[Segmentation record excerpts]
════════

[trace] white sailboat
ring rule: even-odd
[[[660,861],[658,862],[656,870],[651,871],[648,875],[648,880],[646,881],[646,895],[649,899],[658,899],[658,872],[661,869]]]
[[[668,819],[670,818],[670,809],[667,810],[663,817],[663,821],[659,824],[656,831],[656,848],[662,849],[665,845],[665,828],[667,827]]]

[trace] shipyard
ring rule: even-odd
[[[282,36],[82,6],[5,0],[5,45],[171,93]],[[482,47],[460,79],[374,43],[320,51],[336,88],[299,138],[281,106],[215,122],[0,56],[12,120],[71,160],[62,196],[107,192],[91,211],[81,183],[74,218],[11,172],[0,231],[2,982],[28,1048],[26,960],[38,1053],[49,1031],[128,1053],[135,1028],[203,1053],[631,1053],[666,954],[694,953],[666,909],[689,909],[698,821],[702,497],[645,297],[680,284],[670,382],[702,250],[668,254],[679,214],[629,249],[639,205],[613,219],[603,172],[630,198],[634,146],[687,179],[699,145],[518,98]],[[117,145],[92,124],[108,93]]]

════════

Can you output every one of the rows above again, unchanged down to the last character?

[trace] white sailboat
ring rule: even-odd
[[[660,861],[658,862],[656,870],[651,871],[648,875],[648,880],[646,881],[646,895],[649,899],[658,899],[658,872],[661,869]]]
[[[668,819],[670,818],[670,809],[667,810],[663,817],[663,821],[659,824],[656,831],[656,848],[662,849],[665,845],[665,828],[667,827]]]

[trace] shipyard
ring rule: even-odd
[[[282,36],[82,6],[5,0],[5,45],[171,93]],[[482,47],[460,79],[374,43],[320,51],[336,88],[299,138],[281,106],[215,122],[0,56],[12,120],[71,160],[62,196],[107,192],[91,211],[81,183],[74,218],[11,172],[0,231],[2,982],[28,1048],[26,960],[38,1053],[49,1031],[128,1053],[135,1028],[203,1053],[631,1053],[666,954],[694,953],[666,909],[689,909],[698,821],[702,497],[645,297],[680,284],[670,382],[702,250],[668,254],[679,214],[629,249],[639,205],[613,219],[603,172],[630,198],[634,146],[687,179],[699,145],[518,98]],[[117,145],[92,124],[108,93]]]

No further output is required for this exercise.